------ GIVEN PASSAGE

We can’t avoid danger
We all know reckless hot-dogs, those kids who skateboarded behind cars by hanging onto their bumpers, or those adults who rock-climb, bungee-jump, or start their own businesses.
We say, “I’m a safety-first kind of person; I’m not a dare-devil; I’m just not reckless.” Yet the point is, safety-first can be just as perilous as thrill-seeking. (And not as fun.) Helen Keller said,
Life is either a daring adventure or nothing. Security does not exist in nature. Avoiding danger is no safer in the long run than exposure.”
Risk-avoidance is risky. Safety first isn’t always safe. Whether we admit it or not, we are each risk-takers. We will fail more frequently due to timidity than we ever will fail if we daringly take a chance.
Cowardice is the greatest risk of all.
How dangerous are Christians?
I fear most Christians lean more towards timidity than risk-taking. Maybe it’s because being “wrong” sounds so much like sin. But being wrong isn’t wrong. It’s just a mistake. Gossiping about your friends behind their back is sin. Fruitless attempts are just fruitful lessons learned.
Someone once said, “It is so conceited and timid to be ashamed of mistakes. Of course they are mistakes. Go on and make the next one.” Pride, not humility, fuels our fear of the unknown.
Besides, God designed us for danger. It’s in our DNA. Jesus said, “I send you out as sheep amidst wolves.” (Doesn’t that sound a lot like humans swimming with sharks?) We are made for risk.
Although let’s balance brawn with brains. I swam with relatively safe sharks, not Great Whites.
Mistakes are great teachers
Back in 1983 I labored in my worst job ever. For eight months, I hated every moment. Sunday nights were terrible because tomorrow I would wake up to another week of misery.
Yet I learned more about business (transparency, who I am, how to care for customers, and how to deal with angry customers) than I ever did from any other five-year job that I loved.

------------
------ MATERIAL PROVIDED

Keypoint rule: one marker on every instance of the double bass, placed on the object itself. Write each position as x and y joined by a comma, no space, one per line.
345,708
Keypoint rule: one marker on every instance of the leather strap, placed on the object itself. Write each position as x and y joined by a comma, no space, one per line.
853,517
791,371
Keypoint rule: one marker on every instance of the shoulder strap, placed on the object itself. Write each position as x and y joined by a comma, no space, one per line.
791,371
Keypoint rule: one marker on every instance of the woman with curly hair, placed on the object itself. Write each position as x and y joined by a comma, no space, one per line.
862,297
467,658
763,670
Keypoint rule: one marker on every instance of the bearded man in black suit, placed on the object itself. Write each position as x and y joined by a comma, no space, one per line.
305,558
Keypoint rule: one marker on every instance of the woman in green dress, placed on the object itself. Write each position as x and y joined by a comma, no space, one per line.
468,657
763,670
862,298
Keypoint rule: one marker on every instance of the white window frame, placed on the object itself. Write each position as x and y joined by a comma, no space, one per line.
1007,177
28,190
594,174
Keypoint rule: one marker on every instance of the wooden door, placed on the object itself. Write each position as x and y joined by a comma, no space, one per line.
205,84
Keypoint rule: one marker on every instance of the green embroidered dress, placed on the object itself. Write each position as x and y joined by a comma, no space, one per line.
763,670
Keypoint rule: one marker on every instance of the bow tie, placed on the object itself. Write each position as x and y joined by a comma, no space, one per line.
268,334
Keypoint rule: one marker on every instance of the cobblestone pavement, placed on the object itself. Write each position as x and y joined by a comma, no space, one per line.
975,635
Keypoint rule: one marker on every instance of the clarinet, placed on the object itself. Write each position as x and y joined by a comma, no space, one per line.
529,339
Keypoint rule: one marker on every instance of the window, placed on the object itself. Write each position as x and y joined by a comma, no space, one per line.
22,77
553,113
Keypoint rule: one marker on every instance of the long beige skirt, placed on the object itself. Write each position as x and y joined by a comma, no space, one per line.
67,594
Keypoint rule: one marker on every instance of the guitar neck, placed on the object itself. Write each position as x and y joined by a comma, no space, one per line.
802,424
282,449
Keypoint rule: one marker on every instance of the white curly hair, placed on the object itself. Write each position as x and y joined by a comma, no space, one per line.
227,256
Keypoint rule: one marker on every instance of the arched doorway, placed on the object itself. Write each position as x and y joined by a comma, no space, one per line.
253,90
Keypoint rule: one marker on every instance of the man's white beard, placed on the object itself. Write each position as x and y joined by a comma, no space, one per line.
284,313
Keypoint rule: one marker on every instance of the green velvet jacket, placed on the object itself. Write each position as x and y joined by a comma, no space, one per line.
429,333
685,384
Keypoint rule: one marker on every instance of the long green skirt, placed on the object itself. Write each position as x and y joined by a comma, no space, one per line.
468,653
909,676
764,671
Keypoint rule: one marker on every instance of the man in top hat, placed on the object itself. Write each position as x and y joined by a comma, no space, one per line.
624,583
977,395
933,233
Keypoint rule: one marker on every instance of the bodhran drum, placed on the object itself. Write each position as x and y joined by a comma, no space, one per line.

------------

__EXERCISE DETAILS__. Write out the passage on risk-taking above again in full, word for word.

__COMPLETED TASK__.
We can’t avoid danger
We all know reckless hot-dogs, those kids who skateboarded behind cars by hanging onto their bumpers, or those adults who rock-climb, bungee-jump, or start their own businesses.
We say, “I’m a safety-first kind of person; I’m not a dare-devil; I’m just not reckless.” Yet the point is, safety-first can be just as perilous as thrill-seeking. (And not as fun.) Helen Keller said,
Life is either a daring adventure or nothing. Security does not exist in nature. Avoiding danger is no safer in the long run than exposure.”
Risk-avoidance is risky. Safety first isn’t always safe. Whether we admit it or not, we are each risk-takers. We will fail more frequently due to timidity than we ever will fail if we daringly take a chance.
Cowardice is the greatest risk of all.
How dangerous are Christians?
I fear most Christians lean more towards timidity than risk-taking. Maybe it’s because being “wrong” sounds so much like sin. But being wrong isn’t wrong. It’s just a mistake. Gossiping about your friends behind their back is sin. Fruitless attempts are just fruitful lessons learned.
Someone once said, “It is so conceited and timid to be ashamed of mistakes. Of course they are mistakes. Go on and make the next one.” Pride, not humility, fuels our fear of the unknown.
Besides, God designed us for danger. It’s in our DNA. Jesus said, “I send you out as sheep amidst wolves.” (Doesn’t that sound a lot like humans swimming with sharks?) We are made for risk.
Although let’s balance brawn with brains. I swam with relatively safe sharks, not Great Whites.
Mistakes are great teachers
Back in 1983 I labored in my worst job ever. For eight months, I hated every moment. Sunday nights were terrible because tomorrow I would wake up to another week of misery.
Yet I learned more about business (transparency, who I am, how to care for customers, and how to deal with angry customers) than I ever did from any other five-year job that I loved.